*** Source excerpt ***

Commonwealth v. Vandenhecke

Crosby, J.

This is an indictment upon which the defendant has been found guilty of murder in the first degree. The case is before us on exceptions to the exclusion of evidence, to the refusal of the presiding judge to rule that the evidence did not warrant a verdict of guilty of murder in the first degree, and to the findings of the trial judge on the motion for a new trial, which motion was denied. These exceptions will be considered in the order of presentation.

1. The indictment charged the defendant with the murder of Gislain Shureman. Sophie Shureman, wife of the deceased, was the only witness who testified that she saw the defendant shoot the deceased. During her cross-examination by the defendant’s counsel she was asked, “ Did you know a man named Hector Sorling? ” Her answer was “Yes.” She was then asked “ Did he live with you? ” This question, upon objection of the district attorney, was excluded subject to the defendant’s exception. The defendant offered to prove that the witness had lived with Sorling for some time before she married Shureman; and contended that the evidence was admissible to show that she was a woman of an adulterous disposition and that she had left her husband and gone away with the defendant voluntarily. It was offered for the purpose of affecting her credibility as a witness, and was inadmissible. The ruléis well established that the fact that a female witness is a prostitute-or keeps a house of ill fame is not admissible to impeach her. That question was settled in this Commonwealth in the case of Commonwealth v. Churchill, 11 Met. 538, See also Commonwealth v. Grose, 99 Mass. 423; Commonwealth v. Howard, 205 Mass. 128, at page 153.

*** Source material ***

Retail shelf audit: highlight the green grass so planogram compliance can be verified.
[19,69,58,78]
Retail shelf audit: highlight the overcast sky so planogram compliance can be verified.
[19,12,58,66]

***

• _Tasks to complete_:
A - From the Vandenhecke opinion, give again the stretch from "This is an indictment" through "order of presentation.".
B - Using the Vandenhecke opinion, decide whether each statement below agrees with it. Answer yes or no for each and quote the words that settle it.
(i) Sophie Shureman was the only witness who testified that she saw the defendant shoot the deceased.
(ii) The motion for a new trial was granted.
(iii) The question "Did he live with you?" was excluded on the objection of the defendant's counsel.
C - In the Vandenhecke opinion, whose murder did the indictment charge the defendant with?

• _Task results_:
A -
This is an indictment upon which the defendant has been found guilty of murder in the first degree. The case is before us on exceptions to the exclusion of evidence, to the refusal of the presiding judge to rule that the evidence did not warrant a verdict of guilty of murder in the first degree, and to the findings of the trial judge on the motion for a new trial, which motion was denied. These exceptions will be considered in the order of presentation.

B -
(i) Yes: "Sophie Shureman, wife of the deceased, was the only witness who testified that she saw the defendant shoot the deceased."
(ii) No: "which motion was denied."
(iii) No: "This question, upon objection of the district attorney, was excluded subject to the defendant’s exception."

C - Gislain Shureman.